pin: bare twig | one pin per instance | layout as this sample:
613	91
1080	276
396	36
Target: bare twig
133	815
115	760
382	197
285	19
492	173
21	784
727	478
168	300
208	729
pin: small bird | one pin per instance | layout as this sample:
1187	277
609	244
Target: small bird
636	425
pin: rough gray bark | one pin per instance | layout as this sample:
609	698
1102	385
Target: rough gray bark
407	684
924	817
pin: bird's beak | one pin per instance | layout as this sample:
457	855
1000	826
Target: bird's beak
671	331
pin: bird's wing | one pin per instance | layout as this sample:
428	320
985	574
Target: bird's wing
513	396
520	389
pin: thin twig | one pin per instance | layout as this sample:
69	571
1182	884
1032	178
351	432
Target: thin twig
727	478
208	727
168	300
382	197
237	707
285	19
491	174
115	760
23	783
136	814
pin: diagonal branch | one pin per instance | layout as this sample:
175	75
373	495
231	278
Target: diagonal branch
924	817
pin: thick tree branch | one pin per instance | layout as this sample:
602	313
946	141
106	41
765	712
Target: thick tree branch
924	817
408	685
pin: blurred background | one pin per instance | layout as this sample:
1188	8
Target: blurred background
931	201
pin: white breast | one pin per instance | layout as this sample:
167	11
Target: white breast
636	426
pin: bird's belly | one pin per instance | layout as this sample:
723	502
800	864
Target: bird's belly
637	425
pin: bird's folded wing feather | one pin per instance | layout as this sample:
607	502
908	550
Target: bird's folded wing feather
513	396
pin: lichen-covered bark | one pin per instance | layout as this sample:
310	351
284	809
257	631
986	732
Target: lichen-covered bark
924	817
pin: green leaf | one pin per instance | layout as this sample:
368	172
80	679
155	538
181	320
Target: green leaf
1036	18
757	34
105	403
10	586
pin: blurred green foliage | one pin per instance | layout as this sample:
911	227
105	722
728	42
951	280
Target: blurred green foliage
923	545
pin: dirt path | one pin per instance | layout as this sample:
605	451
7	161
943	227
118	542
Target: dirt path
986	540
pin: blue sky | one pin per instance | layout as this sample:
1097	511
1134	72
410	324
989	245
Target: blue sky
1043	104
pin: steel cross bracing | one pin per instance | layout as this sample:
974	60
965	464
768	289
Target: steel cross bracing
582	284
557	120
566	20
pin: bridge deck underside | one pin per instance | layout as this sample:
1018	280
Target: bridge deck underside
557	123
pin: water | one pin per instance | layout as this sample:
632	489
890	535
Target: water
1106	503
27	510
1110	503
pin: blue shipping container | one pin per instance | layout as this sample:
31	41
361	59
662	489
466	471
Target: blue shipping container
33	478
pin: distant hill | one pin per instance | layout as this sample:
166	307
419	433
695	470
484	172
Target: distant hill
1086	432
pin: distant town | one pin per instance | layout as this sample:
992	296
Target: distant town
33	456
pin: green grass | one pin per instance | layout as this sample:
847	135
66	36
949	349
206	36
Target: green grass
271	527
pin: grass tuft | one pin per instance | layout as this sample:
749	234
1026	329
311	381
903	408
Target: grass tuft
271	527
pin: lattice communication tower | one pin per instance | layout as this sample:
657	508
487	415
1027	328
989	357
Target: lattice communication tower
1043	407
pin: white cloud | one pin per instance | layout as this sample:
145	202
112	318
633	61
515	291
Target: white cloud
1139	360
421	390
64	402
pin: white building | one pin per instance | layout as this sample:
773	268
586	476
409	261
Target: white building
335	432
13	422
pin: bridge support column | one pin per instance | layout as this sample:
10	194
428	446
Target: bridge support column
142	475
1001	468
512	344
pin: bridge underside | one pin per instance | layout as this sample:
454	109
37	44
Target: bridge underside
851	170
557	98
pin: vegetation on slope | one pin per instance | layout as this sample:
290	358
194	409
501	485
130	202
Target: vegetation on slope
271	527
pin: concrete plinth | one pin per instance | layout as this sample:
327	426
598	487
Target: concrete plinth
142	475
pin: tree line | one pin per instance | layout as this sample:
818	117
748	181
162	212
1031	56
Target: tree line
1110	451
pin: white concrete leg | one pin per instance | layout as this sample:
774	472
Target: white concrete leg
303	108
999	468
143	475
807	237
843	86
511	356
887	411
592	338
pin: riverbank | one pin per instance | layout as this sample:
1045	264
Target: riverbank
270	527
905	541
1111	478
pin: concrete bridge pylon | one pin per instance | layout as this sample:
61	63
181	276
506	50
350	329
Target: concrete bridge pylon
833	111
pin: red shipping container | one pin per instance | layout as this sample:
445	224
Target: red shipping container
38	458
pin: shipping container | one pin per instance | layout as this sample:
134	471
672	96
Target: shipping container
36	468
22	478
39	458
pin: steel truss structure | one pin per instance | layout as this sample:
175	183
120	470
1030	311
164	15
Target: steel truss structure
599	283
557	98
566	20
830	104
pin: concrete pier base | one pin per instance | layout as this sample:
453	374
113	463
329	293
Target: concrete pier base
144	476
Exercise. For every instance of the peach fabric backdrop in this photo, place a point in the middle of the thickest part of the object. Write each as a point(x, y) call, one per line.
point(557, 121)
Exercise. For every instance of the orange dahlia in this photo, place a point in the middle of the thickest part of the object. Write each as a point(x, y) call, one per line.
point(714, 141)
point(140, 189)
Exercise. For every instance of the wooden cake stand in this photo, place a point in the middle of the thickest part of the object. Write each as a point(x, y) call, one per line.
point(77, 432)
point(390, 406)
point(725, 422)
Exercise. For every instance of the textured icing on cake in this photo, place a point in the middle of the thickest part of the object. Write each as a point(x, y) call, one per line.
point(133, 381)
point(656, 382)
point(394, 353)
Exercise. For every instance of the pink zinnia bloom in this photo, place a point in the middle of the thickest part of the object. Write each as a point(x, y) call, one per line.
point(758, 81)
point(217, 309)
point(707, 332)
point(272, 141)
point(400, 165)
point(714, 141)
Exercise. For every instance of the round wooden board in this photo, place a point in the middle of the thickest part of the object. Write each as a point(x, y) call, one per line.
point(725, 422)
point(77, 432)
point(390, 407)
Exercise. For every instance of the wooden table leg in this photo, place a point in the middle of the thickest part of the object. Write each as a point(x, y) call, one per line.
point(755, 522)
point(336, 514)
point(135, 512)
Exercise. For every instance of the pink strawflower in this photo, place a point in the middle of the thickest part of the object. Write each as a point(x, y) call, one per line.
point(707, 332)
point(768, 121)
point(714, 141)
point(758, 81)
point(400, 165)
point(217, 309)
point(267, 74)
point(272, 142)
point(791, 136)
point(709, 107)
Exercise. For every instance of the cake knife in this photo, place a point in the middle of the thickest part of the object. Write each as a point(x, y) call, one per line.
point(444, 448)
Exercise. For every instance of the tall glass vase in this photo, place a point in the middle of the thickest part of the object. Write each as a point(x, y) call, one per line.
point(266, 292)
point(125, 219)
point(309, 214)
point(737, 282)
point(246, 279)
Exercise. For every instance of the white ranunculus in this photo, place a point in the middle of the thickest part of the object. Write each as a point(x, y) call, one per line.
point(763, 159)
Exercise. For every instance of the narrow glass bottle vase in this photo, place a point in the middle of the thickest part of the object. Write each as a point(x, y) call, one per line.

### [EXERCISE AIM]
Reproduce every line above without error.

### [ANSWER SECTION]
pin: bare twig | one pin per instance | layout as this sample:
613	91
1080	276
396	36
Target: bare twig
133	815
115	760
382	197
285	19
492	173
21	784
727	478
168	300
208	729
pin: small bird | one pin per instance | layout as this sample:
1187	277
609	244
Target: small bird
636	425
pin: rough gray bark | one pin per instance | layout as this sample:
609	698
1102	385
Target: rough gray bark
407	684
924	817
pin: bird's beak | one pin per instance | layout as this sample:
457	855
1000	826
Target: bird's beak
671	331
pin: bird's wing | one pin per instance | layout as this sample:
428	320
985	574
Target: bird's wing
513	396
520	389
pin: thin twig | one pin per instance | layout as this sample:
69	571
1182	884
1032	178
351	432
Target: thin twig
727	478
208	727
168	300
382	197
237	707
285	19
491	174
115	760
23	783
136	814
pin: diagonal branch | one pin per instance | layout as this sample:
175	75
373	495
231	278
Target: diagonal branch
924	817
pin: thick tree branch | one pin per instance | layout as this sample:
602	313
946	141
106	41
765	712
Target: thick tree branch
924	817
408	685
pin: blurred background | one pin per instance | layout as this sample:
1188	8
Target: blurred background
931	201
pin: white breast | one pin per instance | layout as this sample:
167	11
Target: white breast
636	426
pin: bird's belly | one pin per instance | layout as this sample:
723	502
800	864
Target: bird's belly
637	425
pin: bird's folded wing feather | one pin per instance | layout as this sample:
607	502
908	550
Target: bird's folded wing feather
513	396
pin: lichen-covered bark | one pin per instance | layout as this sample:
310	351
284	809
257	631
986	732
Target: lichen-covered bark
924	817
pin: green leaf | one pin per instance | layout as this sample:
368	172
80	679
155	538
181	320
Target: green leaf
1036	18
757	34
105	403
10	586
pin: blurred green foliage | one pin per instance | layout as this sample:
911	227
105	722
728	42
951	280
Target: blurred green foliage
923	545
pin: dirt path | one pin per instance | layout as this sample:
605	451
7	161
943	227
118	542
Target: dirt path
986	540
pin: blue sky | one pin per instance | layout as this sample:
1097	511
1134	72
410	324
989	245
Target: blue sky
1043	104
pin: steel cross bracing | one pin per instance | layout as this sample:
974	60
965	464
768	289
Target: steel cross bracing
582	284
557	120
566	20
pin: bridge deck underside | one pin per instance | layout as this sample:
1018	280
Target: bridge deck underside
557	123
pin: water | one pin per instance | layout as this sample:
632	489
890	535
Target: water
1106	503
27	510
1110	503
pin: blue shipping container | one pin per instance | layout as this sample:
31	41
361	59
662	489
466	471
Target: blue shipping container
33	478
pin: distant hill | one pin per instance | layout as this sample:
166	307
419	433
695	470
484	172
Target: distant hill
1086	432
pin: distant town | one pin per instance | layout as this sample:
992	296
Target: distant town
33	456
pin: green grass | one pin per instance | layout as this sample:
847	135
66	36
949	349
206	36
Target: green grass
271	527
pin: grass tuft | one pin per instance | layout as this sample:
749	234
1026	329
311	381
903	408
Target: grass tuft
271	527
pin: lattice communication tower | one pin per instance | layout as this sample:
657	508
487	415
1027	328
989	357
Target: lattice communication tower
1043	407
pin: white cloud | one pin per instance | layout as this sample:
145	202
112	318
633	61
515	291
Target: white cloud
1139	360
421	390
64	402
pin: white building | one pin per instance | layout as this sample:
773	268
586	476
409	261
Target: white building
335	432
13	422
pin: bridge support column | one pin per instance | layout as this sample:
10	194
428	446
Target: bridge support column
142	475
1001	468
512	344
pin: bridge underside | one pin per instance | layout as this sample:
454	109
37	44
Target: bridge underside
851	170
557	98
pin: vegetation on slope | one pin per instance | layout as this sample:
290	358
194	409
501	485
130	202
Target: vegetation on slope
271	527
pin: concrete plinth | one pin per instance | layout as this sample:
327	426
598	487
Target: concrete plinth
142	475
pin: tree line | one pin per instance | layout as this sample:
818	117
748	181
162	212
1031	56
Target: tree line
1110	451
pin: white concrete leg | one pin per instance | layout as this sample:
774	472
Target: white concrete leg
303	108
999	468
143	475
807	237
843	86
511	356
887	411
592	338
pin: riverbank | one pin per instance | layout as this sample:
1045	264
Target: riverbank
270	527
905	541
1111	478
pin: concrete bridge pylon | one pin per instance | layout as this sample:
61	63
181	276
506	50
350	329
Target: concrete bridge pylon
833	111
pin: red shipping container | one pin per instance | layout as this sample:
445	224
Target: red shipping container
38	458
pin: shipping container | one pin per instance | layout as this sample:
134	471
672	96
Target: shipping container
36	468
22	478
39	458
pin: steel truss structure | one pin per instance | layout as this sample:
175	183
120	470
1030	311
164	15
Target: steel truss structure
599	283
557	98
566	20
830	104
pin: concrete pier base | one pin per instance | layout as this sample:
453	374
113	463
329	293
Target: concrete pier base
144	476
Exercise. For every instance of the peach fabric backdrop in this photo, place a point in the middle of the thickest part of the object. Write each as a point(x, y) call, one per line.
point(557, 121)
Exercise. For every instance of the orange dahlia in this photo, place a point in the middle of the thickest part of the object. Write each as a point(x, y) call, one per line.
point(714, 141)
point(140, 189)
Exercise. For every instance of the wooden cake stand in this photo, place a point in the middle of the thickest part of the object. Write each as a point(x, y) call, one per line.
point(77, 432)
point(390, 406)
point(725, 422)
Exercise. For every instance of the textured icing on cake in this photo, place a point in the middle of the thickest part of the object. Write each as a point(x, y) call, one per line.
point(133, 381)
point(656, 382)
point(394, 353)
Exercise. For every instance of the pink zinnia bloom in this photo, place a point in the middle of the thickest part of the object. Write each as a point(x, y) call, one per line.
point(758, 81)
point(217, 309)
point(707, 332)
point(272, 141)
point(400, 165)
point(714, 141)
Exercise. For every instance of the round wooden board in this photo, place a point in the middle of the thickest part of the object. Write each as a point(x, y) call, one per line.
point(725, 422)
point(77, 432)
point(390, 407)
Exercise. For every instance of the wooden table leg in this photo, place a point in the middle of the thickest part of the object. Write each as a point(x, y) call, one per line.
point(755, 522)
point(336, 514)
point(135, 512)
Exercise. For every instance of the pink strawflower in this photo, place a point in the middle of the thickest part of the object. Write each as a point(x, y) call, one per line.
point(707, 332)
point(768, 121)
point(714, 141)
point(758, 81)
point(400, 165)
point(217, 309)
point(267, 74)
point(272, 142)
point(791, 136)
point(709, 107)
Exercise. For every instance of the cake knife in this photo, place a point in the middle of the thickest part of the object. Write each as a point(x, y) call, one per line.
point(444, 448)
Exercise. For every instance of the tall glass vase in this photo, place a point in the middle of the thickest part of the object. Write each as a point(x, y) call, one per line.
point(266, 292)
point(125, 219)
point(309, 214)
point(737, 282)
point(246, 279)
Exercise. For every instance of the white ranunculus in this photo, place a point in the middle of the thickest part of the object. Write each as a point(x, y) call, one per line.
point(763, 159)
Exercise. For every instance of the narrow glass bottle vase in this photo, place a point in the middle of the thickest part of the object. Write each as a point(x, y) call, one per line.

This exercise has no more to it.